GIVEN TASK: Rewrite the data from the line containing "Target: glossy green leaf" through the last line, both included, replacing "player's" with "athlete's" and changing nothing else.

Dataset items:
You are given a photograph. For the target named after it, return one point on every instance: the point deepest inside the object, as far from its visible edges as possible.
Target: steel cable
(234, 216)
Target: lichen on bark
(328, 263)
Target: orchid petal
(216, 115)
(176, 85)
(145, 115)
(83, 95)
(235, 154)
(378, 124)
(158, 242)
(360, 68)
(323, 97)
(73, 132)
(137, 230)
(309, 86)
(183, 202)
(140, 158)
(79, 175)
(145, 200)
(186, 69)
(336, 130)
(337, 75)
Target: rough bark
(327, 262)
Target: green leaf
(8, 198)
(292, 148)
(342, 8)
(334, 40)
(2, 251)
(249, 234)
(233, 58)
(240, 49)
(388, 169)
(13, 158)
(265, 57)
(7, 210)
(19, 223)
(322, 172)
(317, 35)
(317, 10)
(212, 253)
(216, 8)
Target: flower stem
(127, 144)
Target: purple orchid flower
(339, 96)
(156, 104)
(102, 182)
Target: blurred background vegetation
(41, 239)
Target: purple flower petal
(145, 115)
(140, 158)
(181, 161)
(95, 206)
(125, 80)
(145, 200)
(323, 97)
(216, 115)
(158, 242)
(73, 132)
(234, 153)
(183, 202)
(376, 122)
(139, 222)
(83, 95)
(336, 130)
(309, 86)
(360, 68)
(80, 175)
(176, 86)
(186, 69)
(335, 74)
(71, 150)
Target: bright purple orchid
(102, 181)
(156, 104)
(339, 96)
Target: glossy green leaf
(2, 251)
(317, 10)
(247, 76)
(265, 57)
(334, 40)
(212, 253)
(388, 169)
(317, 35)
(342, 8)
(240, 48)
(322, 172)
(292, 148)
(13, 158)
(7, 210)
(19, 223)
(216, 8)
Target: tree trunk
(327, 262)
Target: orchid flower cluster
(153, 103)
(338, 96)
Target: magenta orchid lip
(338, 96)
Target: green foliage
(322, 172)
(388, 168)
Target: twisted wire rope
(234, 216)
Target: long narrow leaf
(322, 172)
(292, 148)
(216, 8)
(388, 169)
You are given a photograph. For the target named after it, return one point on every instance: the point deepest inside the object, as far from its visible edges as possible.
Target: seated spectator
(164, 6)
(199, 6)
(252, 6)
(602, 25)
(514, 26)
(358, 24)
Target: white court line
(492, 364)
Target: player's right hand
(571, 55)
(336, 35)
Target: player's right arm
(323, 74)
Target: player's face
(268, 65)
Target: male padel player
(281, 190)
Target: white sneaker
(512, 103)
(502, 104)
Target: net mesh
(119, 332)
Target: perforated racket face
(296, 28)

ANSWER TO THIS PROBLEM:
Target: glossy green leaf
(2, 251)
(317, 10)
(247, 76)
(265, 57)
(334, 40)
(212, 253)
(388, 169)
(317, 35)
(342, 8)
(240, 48)
(322, 172)
(292, 148)
(13, 158)
(7, 210)
(19, 223)
(216, 8)
Target: tree trunk
(327, 262)
Target: orchid flower cluster
(153, 103)
(338, 96)
Target: magenta orchid lip
(338, 96)
Target: green foliage
(322, 172)
(388, 168)
Target: twisted wire rope
(234, 216)
Target: long narrow leaf
(322, 172)
(292, 148)
(216, 8)
(388, 169)
You are given a photograph. For the target named after it, return one point on every instance: the point deepest inside the object, as far from its visible edges as possible.
Target: seated spectator
(164, 6)
(199, 6)
(252, 6)
(602, 25)
(514, 26)
(358, 24)
Target: white court line
(492, 364)
Target: athlete's right hand
(571, 55)
(336, 35)
Target: athlete's right arm
(323, 74)
Target: athlete's face
(268, 65)
Target: male padel player
(281, 190)
Target: white sneaker
(512, 103)
(502, 104)
Target: net mesh
(119, 332)
Target: perforated racket face
(296, 28)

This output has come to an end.